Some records
--- Begin ---

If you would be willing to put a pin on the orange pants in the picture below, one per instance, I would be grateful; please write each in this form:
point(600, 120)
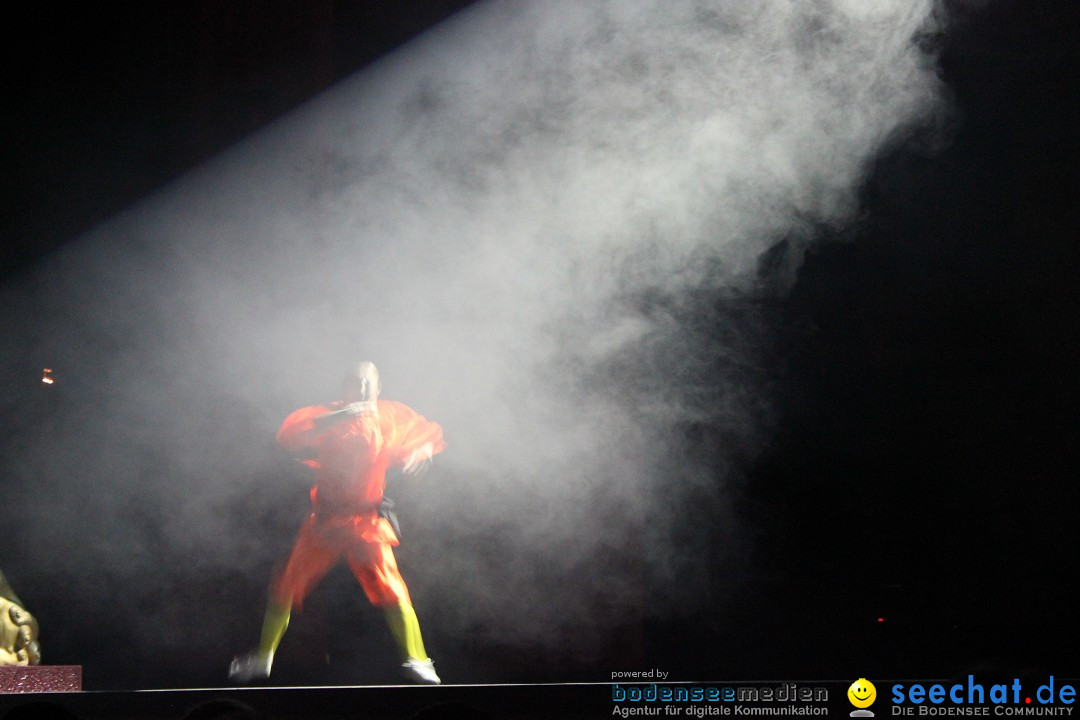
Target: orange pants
point(364, 541)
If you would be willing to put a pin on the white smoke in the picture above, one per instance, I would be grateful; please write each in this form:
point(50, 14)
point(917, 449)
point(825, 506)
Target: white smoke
point(513, 216)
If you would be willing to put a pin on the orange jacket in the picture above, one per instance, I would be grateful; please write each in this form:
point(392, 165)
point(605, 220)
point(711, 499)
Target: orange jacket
point(352, 456)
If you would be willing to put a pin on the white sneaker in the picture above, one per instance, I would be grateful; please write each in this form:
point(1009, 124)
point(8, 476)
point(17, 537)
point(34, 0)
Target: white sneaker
point(252, 666)
point(420, 671)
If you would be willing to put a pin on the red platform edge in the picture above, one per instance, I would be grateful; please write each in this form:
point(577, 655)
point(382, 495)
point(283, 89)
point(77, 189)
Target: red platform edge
point(40, 678)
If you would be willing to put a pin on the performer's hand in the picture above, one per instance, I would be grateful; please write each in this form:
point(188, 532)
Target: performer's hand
point(353, 409)
point(18, 635)
point(418, 461)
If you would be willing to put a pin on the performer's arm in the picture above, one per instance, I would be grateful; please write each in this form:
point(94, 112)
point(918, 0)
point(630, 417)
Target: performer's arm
point(417, 439)
point(300, 429)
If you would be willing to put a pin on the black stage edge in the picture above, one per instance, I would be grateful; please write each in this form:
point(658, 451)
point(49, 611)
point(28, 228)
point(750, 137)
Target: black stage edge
point(794, 700)
point(397, 702)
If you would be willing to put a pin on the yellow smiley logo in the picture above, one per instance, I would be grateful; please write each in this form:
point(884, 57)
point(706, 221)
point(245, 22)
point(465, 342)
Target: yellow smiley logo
point(862, 693)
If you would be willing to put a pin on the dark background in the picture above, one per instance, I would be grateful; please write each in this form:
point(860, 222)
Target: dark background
point(917, 502)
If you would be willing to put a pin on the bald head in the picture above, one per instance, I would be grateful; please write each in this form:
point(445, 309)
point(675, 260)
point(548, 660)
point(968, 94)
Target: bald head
point(362, 383)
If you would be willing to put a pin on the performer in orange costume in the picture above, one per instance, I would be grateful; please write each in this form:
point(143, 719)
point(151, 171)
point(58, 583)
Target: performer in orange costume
point(354, 440)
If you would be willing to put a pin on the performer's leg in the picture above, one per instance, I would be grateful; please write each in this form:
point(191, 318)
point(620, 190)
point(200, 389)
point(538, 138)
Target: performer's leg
point(311, 558)
point(274, 624)
point(376, 569)
point(405, 627)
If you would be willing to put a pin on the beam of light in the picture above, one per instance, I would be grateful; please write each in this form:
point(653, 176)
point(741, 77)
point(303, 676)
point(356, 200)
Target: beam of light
point(512, 217)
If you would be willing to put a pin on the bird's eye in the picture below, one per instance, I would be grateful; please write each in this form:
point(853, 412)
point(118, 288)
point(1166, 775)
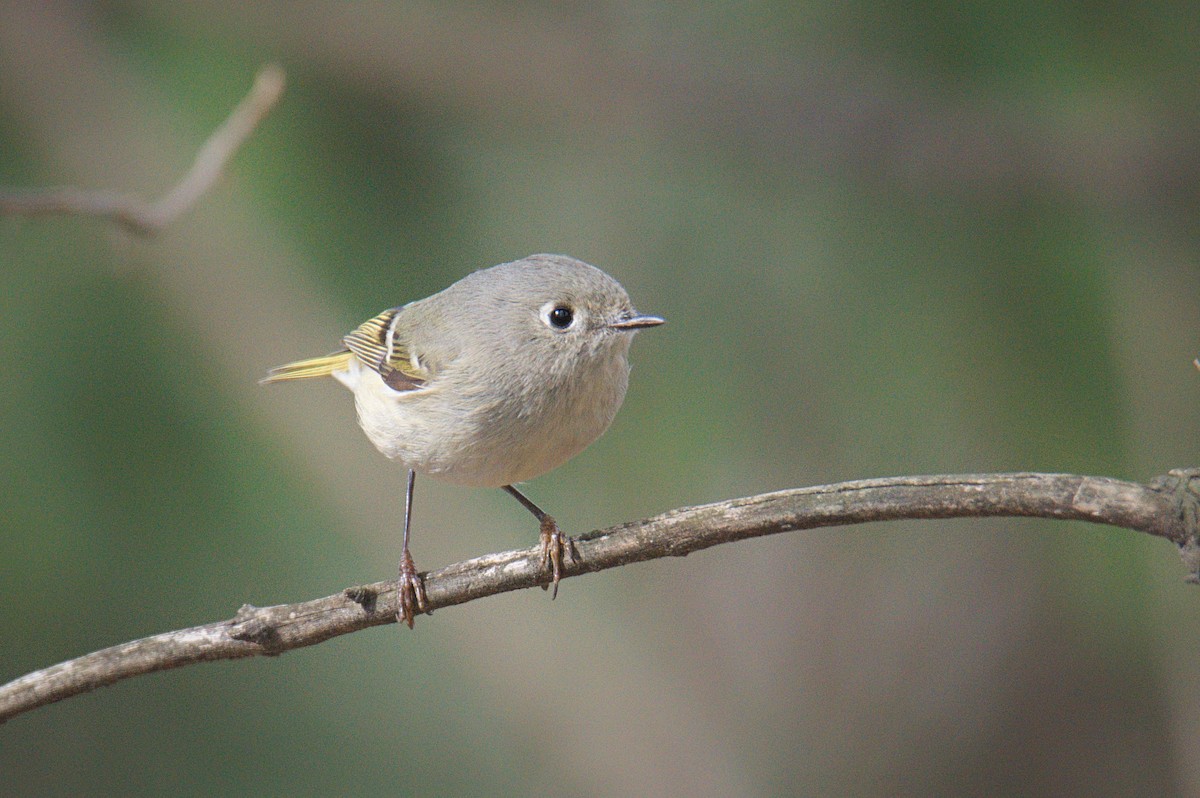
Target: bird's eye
point(561, 317)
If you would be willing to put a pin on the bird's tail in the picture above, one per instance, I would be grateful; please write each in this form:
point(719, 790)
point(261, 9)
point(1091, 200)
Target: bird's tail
point(312, 367)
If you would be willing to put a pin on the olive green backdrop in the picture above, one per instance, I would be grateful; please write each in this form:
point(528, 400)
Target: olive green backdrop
point(889, 239)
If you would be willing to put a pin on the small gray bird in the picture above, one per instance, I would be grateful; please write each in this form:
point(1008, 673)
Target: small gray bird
point(502, 377)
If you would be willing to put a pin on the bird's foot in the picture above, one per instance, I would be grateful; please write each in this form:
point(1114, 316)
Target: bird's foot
point(555, 546)
point(409, 591)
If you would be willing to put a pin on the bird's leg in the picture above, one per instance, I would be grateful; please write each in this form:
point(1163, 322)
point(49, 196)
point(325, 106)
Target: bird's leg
point(553, 543)
point(409, 586)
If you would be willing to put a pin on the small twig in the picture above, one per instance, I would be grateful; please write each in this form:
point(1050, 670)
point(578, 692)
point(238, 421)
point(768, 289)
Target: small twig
point(1167, 509)
point(148, 219)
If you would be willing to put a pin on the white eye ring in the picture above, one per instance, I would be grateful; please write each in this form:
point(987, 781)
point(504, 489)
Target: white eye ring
point(558, 316)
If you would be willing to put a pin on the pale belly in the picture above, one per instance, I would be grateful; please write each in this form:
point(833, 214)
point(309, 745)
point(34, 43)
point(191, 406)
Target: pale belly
point(466, 439)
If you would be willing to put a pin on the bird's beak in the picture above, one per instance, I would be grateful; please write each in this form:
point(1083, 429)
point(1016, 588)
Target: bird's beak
point(636, 322)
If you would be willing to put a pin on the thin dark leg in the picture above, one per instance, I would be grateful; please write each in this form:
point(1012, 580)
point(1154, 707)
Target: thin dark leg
point(553, 541)
point(409, 587)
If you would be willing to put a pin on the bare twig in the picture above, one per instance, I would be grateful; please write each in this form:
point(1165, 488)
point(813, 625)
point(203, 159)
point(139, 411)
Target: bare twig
point(1167, 509)
point(141, 216)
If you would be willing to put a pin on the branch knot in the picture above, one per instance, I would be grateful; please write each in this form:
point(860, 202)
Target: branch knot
point(1181, 486)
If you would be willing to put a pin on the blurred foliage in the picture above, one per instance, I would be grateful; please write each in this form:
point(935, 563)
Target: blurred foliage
point(888, 238)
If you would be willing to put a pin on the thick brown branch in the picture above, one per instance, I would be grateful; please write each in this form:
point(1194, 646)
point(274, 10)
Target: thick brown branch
point(1167, 509)
point(141, 216)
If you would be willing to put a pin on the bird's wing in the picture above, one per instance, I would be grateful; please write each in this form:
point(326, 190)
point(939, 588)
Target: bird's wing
point(375, 343)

--- End ---

WHAT YOU NEED TO DO
Reproduce each entry precisely, dropping only the pictures.

TASK ANSWER
If you would be willing to put a pin on the orange pants in the picture below, one per instance, I would be grateful; please write each in this form:
point(600, 120)
Target: orange pants
point(364, 541)
If you would be willing to put a pin on the white smoke in the picture above, one per instance, I would be grateful; please write each in this form:
point(50, 14)
point(917, 449)
point(825, 506)
Target: white smoke
point(513, 216)
If you would be willing to put a pin on the orange jacket in the picture above, one per instance, I would be grateful; please write each in this form:
point(392, 165)
point(605, 220)
point(711, 499)
Target: orange jacket
point(352, 456)
If you would be willing to put a pin on the white sneaker in the picture above, one per instance, I would be grateful; please write each in this form:
point(1009, 124)
point(8, 476)
point(17, 537)
point(34, 0)
Target: white sneaker
point(252, 666)
point(420, 671)
If you would be willing to put a pin on the red platform edge in the picture above, one per instance, I would be grateful; please write each in this form:
point(577, 655)
point(382, 495)
point(283, 89)
point(77, 189)
Target: red platform edge
point(40, 678)
If you would be willing to put a pin on the performer's hand in the picture above, one per instance, I would be grateful; please write each in this form:
point(188, 532)
Target: performer's hand
point(353, 409)
point(18, 635)
point(418, 461)
If you would be willing to put a pin on the performer's arm in the picture above, one per instance, I would be grateful; please write each in this form:
point(94, 112)
point(918, 0)
point(630, 417)
Target: performer's arm
point(417, 439)
point(300, 429)
If you would be willing to put a pin on the black stage edge in the picture above, one per instance, I would be grateful; please write each in this form:
point(658, 451)
point(49, 611)
point(28, 228)
point(750, 137)
Target: black stage edge
point(794, 700)
point(397, 702)
If you would be willing to put a pin on the yellow smiley logo in the picture above, one per instance, I would be grateful; please write each in this form:
point(884, 57)
point(706, 221)
point(245, 22)
point(465, 342)
Target: yellow smiley logo
point(862, 693)
If you would be willing to put a pin on the dark background in the picture above, one per instance, I would be grateful; please write each in this form:
point(860, 222)
Target: dark background
point(917, 502)
If you would be willing to put a pin on the bald head in the picture above, one per instance, I would be grateful; please write each in this form:
point(445, 309)
point(675, 260)
point(548, 660)
point(968, 94)
Target: bald head
point(362, 383)
If you would be willing to put a pin on the performer in orange costume in the picture above, one per instance, I would be grateful; please write each in this form:
point(143, 719)
point(151, 171)
point(58, 583)
Target: performer in orange costume
point(354, 440)
If you would be willing to put a pin on the performer's leg in the picture above, one per instance, I would be grateful; please write each in this form:
point(191, 318)
point(620, 190)
point(200, 389)
point(538, 138)
Target: performer's leg
point(311, 558)
point(274, 624)
point(376, 569)
point(405, 627)
If you would be willing to put a pin on the beam of light in the picture above, one per instance, I would be grateful; please write each in this form:
point(653, 176)
point(741, 77)
point(303, 676)
point(356, 200)
Target: beam of light
point(512, 217)
If you would be willing to put a pin on the bird's eye in the picture below, one per instance, I would be grateful; please write each in this form:
point(853, 412)
point(118, 288)
point(1166, 775)
Target: bird's eye
point(561, 317)
If you would be willing to put a pin on the bird's tail in the picture above, one per instance, I would be grateful; please write each in this form:
point(719, 790)
point(261, 9)
point(1091, 200)
Target: bird's tail
point(312, 367)
If you would be willing to put a pin on the olive green backdrop in the picture above, one per instance, I would be grateful; please write each in this form:
point(528, 400)
Target: olive green backdrop
point(889, 239)
If you would be willing to put a pin on the small gray bird in the picture above, one per instance, I would be grateful; please write each in this form:
point(1008, 673)
Target: small gray bird
point(502, 377)
If you would be willing to put a pin on the bird's foot in the picture above, one per instance, I would be grateful; please write each in this form:
point(1114, 316)
Target: bird's foot
point(555, 546)
point(409, 591)
If you would be willing to put a pin on the bird's leg in the picture above, one per instance, I would be grateful; please write each in this form:
point(1163, 322)
point(49, 196)
point(325, 106)
Target: bird's leg
point(553, 543)
point(409, 586)
If you would be willing to put a pin on the small twig in the picture above, one per instance, I would be grateful; please write each in this form:
point(1050, 670)
point(578, 692)
point(238, 421)
point(768, 289)
Target: small twig
point(1167, 509)
point(148, 219)
If you would be willing to put a pin on the white eye ring in the picture above, one per instance, I would be grateful; please write each in this form:
point(987, 781)
point(504, 489)
Target: white eye ring
point(558, 316)
If you would be willing to put a pin on the pale belly in the picture above, one per instance, I would be grateful; please write each in this form:
point(833, 214)
point(309, 745)
point(34, 43)
point(191, 406)
Target: pale belly
point(466, 439)
If you would be willing to put a pin on the bird's beak in the picture above, one per instance, I would be grateful; please write each in this form:
point(1083, 429)
point(1016, 588)
Target: bird's beak
point(636, 322)
If you would be willing to put a pin on the thin dark leg in the picture above, one per instance, I would be grateful; please write each in this form:
point(1012, 580)
point(1154, 707)
Target: thin dark leg
point(553, 541)
point(409, 587)
If you would be willing to put a pin on the bare twig in the picture above, one per instance, I would be grateful; please write each in this form:
point(1165, 488)
point(813, 625)
point(203, 159)
point(139, 411)
Target: bare twig
point(1167, 509)
point(141, 216)
If you would be willing to put a pin on the branch knot in the picture above, one per instance, I would be grateful; please write each in this form:
point(860, 202)
Target: branch knot
point(1181, 486)
If you would be willing to put a pin on the blurred foliage in the picture above, one per instance, I would be grateful; please write each in this form:
point(935, 563)
Target: blurred foliage
point(888, 238)
If you would be willing to put a pin on the thick brown branch in the picture above, one per instance, I would be grateful; please write each in this form:
point(1194, 646)
point(274, 10)
Target: thick brown branch
point(1167, 509)
point(141, 216)
If you would be willing to put a pin on the bird's wing in the picture above, one per instance, I would be grateful; please write each in this form:
point(326, 190)
point(939, 588)
Target: bird's wing
point(375, 343)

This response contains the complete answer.